* START *

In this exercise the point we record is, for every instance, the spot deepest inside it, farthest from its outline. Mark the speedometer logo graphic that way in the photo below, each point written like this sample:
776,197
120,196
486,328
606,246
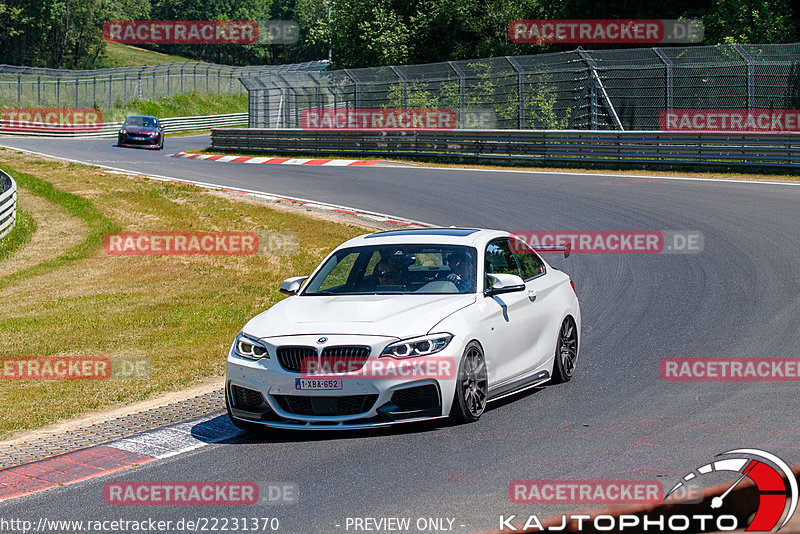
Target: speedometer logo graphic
772,491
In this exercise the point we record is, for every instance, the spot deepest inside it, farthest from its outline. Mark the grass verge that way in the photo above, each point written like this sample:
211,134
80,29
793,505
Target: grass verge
177,315
19,236
120,55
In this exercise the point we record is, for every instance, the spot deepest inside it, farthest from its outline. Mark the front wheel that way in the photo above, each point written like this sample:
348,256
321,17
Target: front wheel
472,386
566,351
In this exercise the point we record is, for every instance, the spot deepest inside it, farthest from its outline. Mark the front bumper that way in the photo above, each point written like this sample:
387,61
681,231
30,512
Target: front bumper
264,391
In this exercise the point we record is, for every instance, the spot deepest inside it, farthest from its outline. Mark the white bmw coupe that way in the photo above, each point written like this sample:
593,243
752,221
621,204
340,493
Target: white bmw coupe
404,326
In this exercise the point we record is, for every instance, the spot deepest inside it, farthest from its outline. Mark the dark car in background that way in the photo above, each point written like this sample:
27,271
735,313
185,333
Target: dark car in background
141,130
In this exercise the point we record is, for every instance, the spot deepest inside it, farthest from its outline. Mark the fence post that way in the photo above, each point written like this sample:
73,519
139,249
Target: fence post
356,89
598,84
462,92
749,59
404,85
521,75
668,76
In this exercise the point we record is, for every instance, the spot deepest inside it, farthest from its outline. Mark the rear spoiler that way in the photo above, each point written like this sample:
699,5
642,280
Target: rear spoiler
567,249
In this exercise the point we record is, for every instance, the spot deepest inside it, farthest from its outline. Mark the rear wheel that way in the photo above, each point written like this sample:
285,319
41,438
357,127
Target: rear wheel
566,351
472,386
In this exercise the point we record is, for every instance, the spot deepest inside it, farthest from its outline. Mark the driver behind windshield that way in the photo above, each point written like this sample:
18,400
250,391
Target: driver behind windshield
461,270
389,274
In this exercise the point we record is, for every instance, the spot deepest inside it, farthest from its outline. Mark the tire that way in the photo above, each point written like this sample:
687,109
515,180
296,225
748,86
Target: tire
247,426
472,386
566,352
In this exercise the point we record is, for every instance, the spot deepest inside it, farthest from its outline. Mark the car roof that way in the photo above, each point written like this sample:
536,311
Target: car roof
474,237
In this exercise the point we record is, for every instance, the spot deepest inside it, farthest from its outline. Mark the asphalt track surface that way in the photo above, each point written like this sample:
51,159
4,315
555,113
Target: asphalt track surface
617,419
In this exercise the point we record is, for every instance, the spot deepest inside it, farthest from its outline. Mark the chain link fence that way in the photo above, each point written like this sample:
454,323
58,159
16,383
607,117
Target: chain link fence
624,89
29,87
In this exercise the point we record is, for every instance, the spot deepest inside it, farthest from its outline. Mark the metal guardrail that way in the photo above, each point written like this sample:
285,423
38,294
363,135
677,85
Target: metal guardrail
655,149
110,129
8,204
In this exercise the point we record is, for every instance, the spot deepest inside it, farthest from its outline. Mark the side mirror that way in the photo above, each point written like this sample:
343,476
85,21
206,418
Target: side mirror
291,286
504,283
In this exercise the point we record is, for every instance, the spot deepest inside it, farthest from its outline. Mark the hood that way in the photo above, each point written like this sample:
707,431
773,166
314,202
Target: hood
398,316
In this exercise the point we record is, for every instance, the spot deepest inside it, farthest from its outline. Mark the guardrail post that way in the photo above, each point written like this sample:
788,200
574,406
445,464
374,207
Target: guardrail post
404,84
521,90
356,88
139,83
462,90
668,76
749,59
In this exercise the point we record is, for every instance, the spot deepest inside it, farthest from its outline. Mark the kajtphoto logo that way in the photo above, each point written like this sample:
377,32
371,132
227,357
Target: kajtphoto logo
770,503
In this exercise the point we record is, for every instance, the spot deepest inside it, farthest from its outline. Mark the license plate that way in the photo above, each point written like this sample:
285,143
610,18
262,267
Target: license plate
317,384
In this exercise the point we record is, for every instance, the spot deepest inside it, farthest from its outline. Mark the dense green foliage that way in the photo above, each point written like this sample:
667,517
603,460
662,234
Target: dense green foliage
361,33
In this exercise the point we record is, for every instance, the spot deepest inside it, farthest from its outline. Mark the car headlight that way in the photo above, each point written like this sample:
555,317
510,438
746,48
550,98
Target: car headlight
249,347
418,346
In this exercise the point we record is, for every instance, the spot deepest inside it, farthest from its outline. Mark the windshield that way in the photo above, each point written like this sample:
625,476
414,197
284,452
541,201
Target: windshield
147,122
397,269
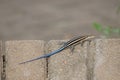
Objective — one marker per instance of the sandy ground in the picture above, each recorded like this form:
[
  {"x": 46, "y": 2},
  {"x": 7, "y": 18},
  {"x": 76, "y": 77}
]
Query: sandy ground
[{"x": 55, "y": 19}]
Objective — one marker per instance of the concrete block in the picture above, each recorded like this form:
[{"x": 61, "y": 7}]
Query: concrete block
[
  {"x": 19, "y": 51},
  {"x": 66, "y": 65},
  {"x": 107, "y": 59}
]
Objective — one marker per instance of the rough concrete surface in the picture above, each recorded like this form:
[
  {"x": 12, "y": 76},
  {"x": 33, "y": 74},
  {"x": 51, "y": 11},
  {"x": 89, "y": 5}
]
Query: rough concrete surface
[
  {"x": 19, "y": 51},
  {"x": 66, "y": 65},
  {"x": 107, "y": 59},
  {"x": 54, "y": 19}
]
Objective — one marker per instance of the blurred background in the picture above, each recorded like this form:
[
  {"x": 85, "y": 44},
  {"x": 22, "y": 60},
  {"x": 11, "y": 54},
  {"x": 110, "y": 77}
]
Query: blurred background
[{"x": 54, "y": 19}]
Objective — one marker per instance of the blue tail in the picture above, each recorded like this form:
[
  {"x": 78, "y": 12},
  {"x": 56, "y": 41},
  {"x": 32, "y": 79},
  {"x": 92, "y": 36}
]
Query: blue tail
[{"x": 44, "y": 56}]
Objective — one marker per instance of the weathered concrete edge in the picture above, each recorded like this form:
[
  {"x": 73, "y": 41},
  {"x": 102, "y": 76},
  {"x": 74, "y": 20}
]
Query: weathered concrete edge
[{"x": 96, "y": 40}]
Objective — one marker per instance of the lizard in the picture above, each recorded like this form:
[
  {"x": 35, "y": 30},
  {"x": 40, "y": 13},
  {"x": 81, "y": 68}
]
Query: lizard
[{"x": 69, "y": 44}]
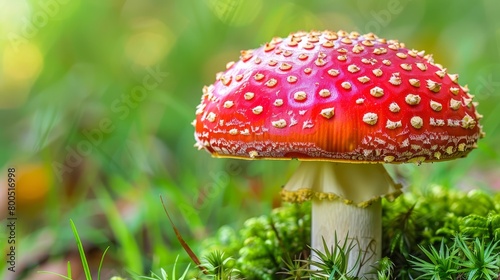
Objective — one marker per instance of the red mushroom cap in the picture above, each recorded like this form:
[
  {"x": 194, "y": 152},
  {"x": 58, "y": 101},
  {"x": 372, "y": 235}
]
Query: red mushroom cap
[{"x": 337, "y": 96}]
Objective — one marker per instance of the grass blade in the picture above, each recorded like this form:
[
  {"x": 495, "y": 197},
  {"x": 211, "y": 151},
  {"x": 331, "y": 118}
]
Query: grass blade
[
  {"x": 184, "y": 245},
  {"x": 79, "y": 244}
]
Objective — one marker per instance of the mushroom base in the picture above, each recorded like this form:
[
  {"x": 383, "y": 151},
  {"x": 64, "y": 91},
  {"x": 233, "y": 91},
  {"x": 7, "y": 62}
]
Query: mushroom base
[
  {"x": 345, "y": 203},
  {"x": 334, "y": 221}
]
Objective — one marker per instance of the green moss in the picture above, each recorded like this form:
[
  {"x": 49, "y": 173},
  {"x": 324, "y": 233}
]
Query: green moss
[{"x": 265, "y": 246}]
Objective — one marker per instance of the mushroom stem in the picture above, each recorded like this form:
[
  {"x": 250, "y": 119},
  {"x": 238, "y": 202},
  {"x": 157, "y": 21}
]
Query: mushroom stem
[
  {"x": 335, "y": 221},
  {"x": 346, "y": 202}
]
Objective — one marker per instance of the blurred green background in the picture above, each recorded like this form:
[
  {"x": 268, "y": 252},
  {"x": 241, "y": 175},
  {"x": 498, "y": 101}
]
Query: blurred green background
[{"x": 97, "y": 97}]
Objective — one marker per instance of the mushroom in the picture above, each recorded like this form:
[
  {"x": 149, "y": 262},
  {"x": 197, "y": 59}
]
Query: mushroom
[{"x": 343, "y": 104}]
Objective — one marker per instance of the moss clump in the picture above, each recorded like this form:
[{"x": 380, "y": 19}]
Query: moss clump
[{"x": 264, "y": 246}]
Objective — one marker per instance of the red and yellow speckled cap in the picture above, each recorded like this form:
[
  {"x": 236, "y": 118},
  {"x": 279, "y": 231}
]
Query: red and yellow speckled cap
[{"x": 337, "y": 96}]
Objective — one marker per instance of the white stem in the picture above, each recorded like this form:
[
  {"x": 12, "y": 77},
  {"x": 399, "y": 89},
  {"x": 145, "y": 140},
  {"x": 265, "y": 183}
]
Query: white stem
[
  {"x": 346, "y": 201},
  {"x": 334, "y": 219}
]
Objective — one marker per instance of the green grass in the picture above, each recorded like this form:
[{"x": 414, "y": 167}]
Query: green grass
[{"x": 92, "y": 54}]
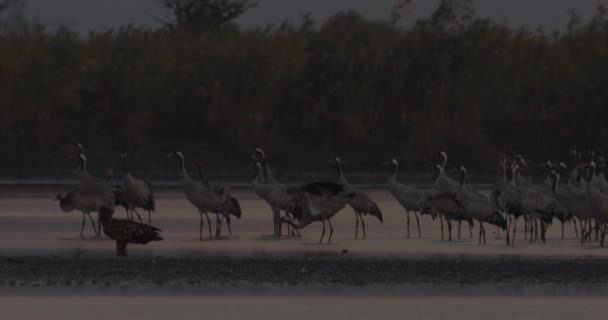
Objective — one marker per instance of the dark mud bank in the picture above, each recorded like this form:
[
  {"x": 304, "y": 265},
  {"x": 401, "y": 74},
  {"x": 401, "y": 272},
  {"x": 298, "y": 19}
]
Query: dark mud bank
[{"x": 52, "y": 271}]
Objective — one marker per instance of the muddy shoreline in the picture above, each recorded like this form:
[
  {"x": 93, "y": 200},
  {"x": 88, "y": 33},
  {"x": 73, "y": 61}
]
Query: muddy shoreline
[{"x": 59, "y": 271}]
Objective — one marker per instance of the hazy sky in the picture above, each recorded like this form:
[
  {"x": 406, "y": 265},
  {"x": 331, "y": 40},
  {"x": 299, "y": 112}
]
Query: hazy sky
[{"x": 95, "y": 14}]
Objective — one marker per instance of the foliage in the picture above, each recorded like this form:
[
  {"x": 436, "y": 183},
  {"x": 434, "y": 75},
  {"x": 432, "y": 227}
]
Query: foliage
[{"x": 454, "y": 80}]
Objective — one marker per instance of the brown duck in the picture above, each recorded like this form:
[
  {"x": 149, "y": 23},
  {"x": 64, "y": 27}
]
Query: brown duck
[{"x": 126, "y": 231}]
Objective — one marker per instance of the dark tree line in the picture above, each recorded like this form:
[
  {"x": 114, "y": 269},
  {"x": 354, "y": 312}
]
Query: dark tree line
[{"x": 454, "y": 81}]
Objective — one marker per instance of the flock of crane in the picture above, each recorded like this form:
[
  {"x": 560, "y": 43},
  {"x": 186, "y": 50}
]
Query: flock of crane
[{"x": 568, "y": 194}]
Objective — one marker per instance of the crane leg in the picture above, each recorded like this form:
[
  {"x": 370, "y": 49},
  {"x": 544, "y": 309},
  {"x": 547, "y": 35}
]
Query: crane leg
[
  {"x": 449, "y": 229},
  {"x": 323, "y": 232},
  {"x": 362, "y": 227},
  {"x": 200, "y": 230},
  {"x": 137, "y": 213},
  {"x": 417, "y": 224},
  {"x": 82, "y": 227},
  {"x": 509, "y": 219},
  {"x": 208, "y": 223},
  {"x": 441, "y": 221},
  {"x": 356, "y": 226},
  {"x": 470, "y": 230},
  {"x": 92, "y": 223},
  {"x": 532, "y": 230},
  {"x": 583, "y": 225},
  {"x": 514, "y": 231},
  {"x": 228, "y": 225},
  {"x": 218, "y": 225},
  {"x": 121, "y": 249},
  {"x": 408, "y": 223},
  {"x": 331, "y": 231}
]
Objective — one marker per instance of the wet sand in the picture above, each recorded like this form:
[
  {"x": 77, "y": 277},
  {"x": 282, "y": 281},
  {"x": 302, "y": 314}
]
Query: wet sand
[
  {"x": 40, "y": 248},
  {"x": 303, "y": 307}
]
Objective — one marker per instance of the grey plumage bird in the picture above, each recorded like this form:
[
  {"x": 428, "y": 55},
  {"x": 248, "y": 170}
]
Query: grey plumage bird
[
  {"x": 231, "y": 204},
  {"x": 135, "y": 192},
  {"x": 86, "y": 200},
  {"x": 480, "y": 208},
  {"x": 269, "y": 189},
  {"x": 410, "y": 198},
  {"x": 201, "y": 197},
  {"x": 362, "y": 204},
  {"x": 317, "y": 201}
]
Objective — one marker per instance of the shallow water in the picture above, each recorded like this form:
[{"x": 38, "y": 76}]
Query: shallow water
[
  {"x": 36, "y": 225},
  {"x": 301, "y": 307}
]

* END *

→ STATED PROBLEM
Starting at the line that contains "Objective — one marker per instance of the shallow" and ending at the end of the material, rewrite every line, requests included, with each coordinate in the answers multiplied by 2.2 and rounded to a whole number, halves rounded up. Leave the numbers in the requests and their format samples unchanged.

→ ANSWER TO THIS PROBLEM
Objective — one marker per instance of the shallow water in the picture above, each recorded like this form:
[{"x": 38, "y": 76}]
Query: shallow water
[
  {"x": 79, "y": 495},
  {"x": 662, "y": 675}
]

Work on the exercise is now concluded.